### Fragmento extraído
╔══

Saber cómo murió Nisman requiere más coraje que esas rencillas esquineras. Es curioso pensar que si el fiscal murió cuando dicen los peritos de su ex mujer, en la tarde del sábado 17 de enero, sus custodios llegaron al otro día a las once de la mañana con el fiscal ya muerto. De haber actuado bien, hubieran descubierto el cadáver al menos diez horas antes. Pero si el fiscal murió cuando dicen los peritos oficiales, en la tarde del domingo 18, cuando llegaron sus custodios estaba vivo. De haber actuado de modo profesional, los policías tal vez hubieran podido hablar con Nisman y disuadirlo de una conducta extrema. En cambio, ¿si el fiscal fue asesinado y a esa hora ya estaba en manos de sus asesinos?
Toda esta especulación, amateur y tonta, tiene asidero sólo porque los investigadores no lograron todavía discernir si el fiscal se suicidó o fue asesinado. Sólo en la Argentina un suicidio asoma tan difícil de demostrar.
El Gobierno, que siempre estuvo apresurado en cerrar el caso, parece empeñado ahora en hallar a un culpable. El único imputado hasta hoy, el técnico informático Diego Lagomarsino, que facilitó a Nisman el arma de donde salió la bala que lo mató, fue esta semana un anillo perfecto para la mano del secretario de Seguridad, Sergio Berni, de quien dependía la custodia del fiscal. Berni dijo: “En un país serio, Lagomarsino estaría preso.” Es probable. Es probable también que, en un país serio, Berni no siguiera en su cargo después de invadir la escena de un crimen, tolerar que deambularan por ella y sin control dos docenas o más de personas, todo sin la presencia de la autoridad judicial correspondiente, la fiscal Fein.
El 20 de enero, al día siguiente del hallazgo del cadáver, Berni dijo al colega Nelson Castro que la puerta entreabierta del baño detrás de la que estaba el cuerpo, era “una hendija pequeña, de no más de cuatro centímetros”, y que nadie sabía entonces si Nisman estaba vivo o muerto. Las fotos de la escena del crimen muestran en cambio una abertura de la puerta mucho más ancha, por la que puede pasar un cuerpo humano, y una enorme mancha de sangre en el piso que hubiese hecho vislumbrar al más lego la suerte que había corrido el fiscal.

╚══

### Acciones requeridas
1. Convierta en una lista breve el párrafo del fragmento sobre el caso Nisman que comienza con «El 20 de enero» y conserve sus datos principales.
2. Duplique sin alteraciones el tramo del fragmento sobre el caso Nisman que va desde "El Gobierno, que" hasta "la fiscal Fein.".
Los registros proceden de una fuente distinta.

(Registros de señalamiento)

╔══

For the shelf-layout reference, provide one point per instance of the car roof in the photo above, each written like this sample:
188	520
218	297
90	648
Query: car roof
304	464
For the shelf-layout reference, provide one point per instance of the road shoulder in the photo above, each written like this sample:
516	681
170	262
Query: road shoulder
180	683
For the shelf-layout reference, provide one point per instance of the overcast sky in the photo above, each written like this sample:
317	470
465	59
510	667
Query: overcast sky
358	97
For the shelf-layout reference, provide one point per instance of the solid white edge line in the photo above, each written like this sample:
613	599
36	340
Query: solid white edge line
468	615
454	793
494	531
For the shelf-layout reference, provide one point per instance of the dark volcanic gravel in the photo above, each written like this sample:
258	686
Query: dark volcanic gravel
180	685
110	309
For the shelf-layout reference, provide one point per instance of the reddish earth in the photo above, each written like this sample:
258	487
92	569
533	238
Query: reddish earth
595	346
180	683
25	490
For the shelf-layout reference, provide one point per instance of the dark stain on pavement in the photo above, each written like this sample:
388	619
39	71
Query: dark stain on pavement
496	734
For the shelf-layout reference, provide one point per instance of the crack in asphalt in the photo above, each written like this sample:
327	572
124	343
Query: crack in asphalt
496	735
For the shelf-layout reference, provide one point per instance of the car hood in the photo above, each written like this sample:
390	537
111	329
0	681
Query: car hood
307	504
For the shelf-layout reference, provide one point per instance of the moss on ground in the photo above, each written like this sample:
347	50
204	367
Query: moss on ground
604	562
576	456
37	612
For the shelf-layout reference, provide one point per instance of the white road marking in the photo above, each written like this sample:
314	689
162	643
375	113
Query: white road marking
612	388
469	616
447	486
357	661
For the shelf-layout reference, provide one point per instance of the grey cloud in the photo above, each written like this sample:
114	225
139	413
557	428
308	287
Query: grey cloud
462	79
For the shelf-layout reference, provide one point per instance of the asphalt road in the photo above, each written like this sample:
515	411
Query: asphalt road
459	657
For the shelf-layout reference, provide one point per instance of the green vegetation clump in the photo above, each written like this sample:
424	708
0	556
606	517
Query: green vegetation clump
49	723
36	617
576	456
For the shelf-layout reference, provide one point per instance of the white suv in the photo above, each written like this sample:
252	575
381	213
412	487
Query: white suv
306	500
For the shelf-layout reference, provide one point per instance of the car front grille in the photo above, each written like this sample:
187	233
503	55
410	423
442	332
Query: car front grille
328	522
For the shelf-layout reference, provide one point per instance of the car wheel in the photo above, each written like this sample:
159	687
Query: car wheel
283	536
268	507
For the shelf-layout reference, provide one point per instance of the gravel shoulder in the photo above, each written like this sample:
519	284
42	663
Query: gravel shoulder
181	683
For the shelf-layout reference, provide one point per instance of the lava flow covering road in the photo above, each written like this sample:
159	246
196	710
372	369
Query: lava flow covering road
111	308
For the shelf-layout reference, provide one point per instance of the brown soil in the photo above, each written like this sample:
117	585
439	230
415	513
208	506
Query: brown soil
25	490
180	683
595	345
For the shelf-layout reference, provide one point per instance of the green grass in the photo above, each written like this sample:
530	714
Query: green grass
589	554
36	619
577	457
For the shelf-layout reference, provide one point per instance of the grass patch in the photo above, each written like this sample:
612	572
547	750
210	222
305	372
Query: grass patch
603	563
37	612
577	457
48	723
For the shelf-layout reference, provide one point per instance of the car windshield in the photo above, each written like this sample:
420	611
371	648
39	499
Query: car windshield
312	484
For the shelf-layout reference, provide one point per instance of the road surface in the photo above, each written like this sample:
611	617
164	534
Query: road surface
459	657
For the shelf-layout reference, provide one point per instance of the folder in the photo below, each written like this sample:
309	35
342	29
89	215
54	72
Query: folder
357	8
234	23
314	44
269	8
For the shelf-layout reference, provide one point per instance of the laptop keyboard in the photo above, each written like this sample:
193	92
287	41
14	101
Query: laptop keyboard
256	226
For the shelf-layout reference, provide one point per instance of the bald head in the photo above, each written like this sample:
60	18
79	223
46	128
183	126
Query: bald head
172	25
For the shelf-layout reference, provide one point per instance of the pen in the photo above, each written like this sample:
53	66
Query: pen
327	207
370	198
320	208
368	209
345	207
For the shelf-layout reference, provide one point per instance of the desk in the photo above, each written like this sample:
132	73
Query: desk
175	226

╚══

### Resultados por tarea
1.
- El 20 de enero, un día después del hallazgo del cadáver, Berni dijo a Nelson Castro que la puerta entreabierta del baño, tras la cual estaba el cuerpo, era una hendija de no más de cuatro centímetros.
- Berni afirmó también que entonces nadie sabía si Nisman estaba vivo o muerto.
- Las fotos de la escena del crimen muestran, en cambio, una abertura mucho más ancha, por la que puede pasar un cuerpo humano.
- Las fotos muestran además una enorme mancha de sangre en el piso, que habría permitido incluso a un lego vislumbrar la suerte del fiscal.

2.
El Gobierno, que siempre estuvo apresurado en cerrar el caso, parece empeñado ahora en hallar a un culpable. El único imputado hasta hoy, el técnico informático Diego Lagomarsino, que facilitó a Nisman el arma de donde salió la bala que lo mató, fue esta semana un anillo perfecto para la mano del secretario de Seguridad, Sergio Berni, de quien dependía la custodia del fiscal. Berni dijo: “En un país serio, Lagomarsino estaría preso.” Es probable. Es probable también que, en un país serio, Berni no siguiera en su cargo después de invadir la escena de un crimen, tolerar que deambularan por ella y sin control dos docenas o más de personas, todo sin la presencia de la autoridad judicial correspondiente, la fiscal Fein.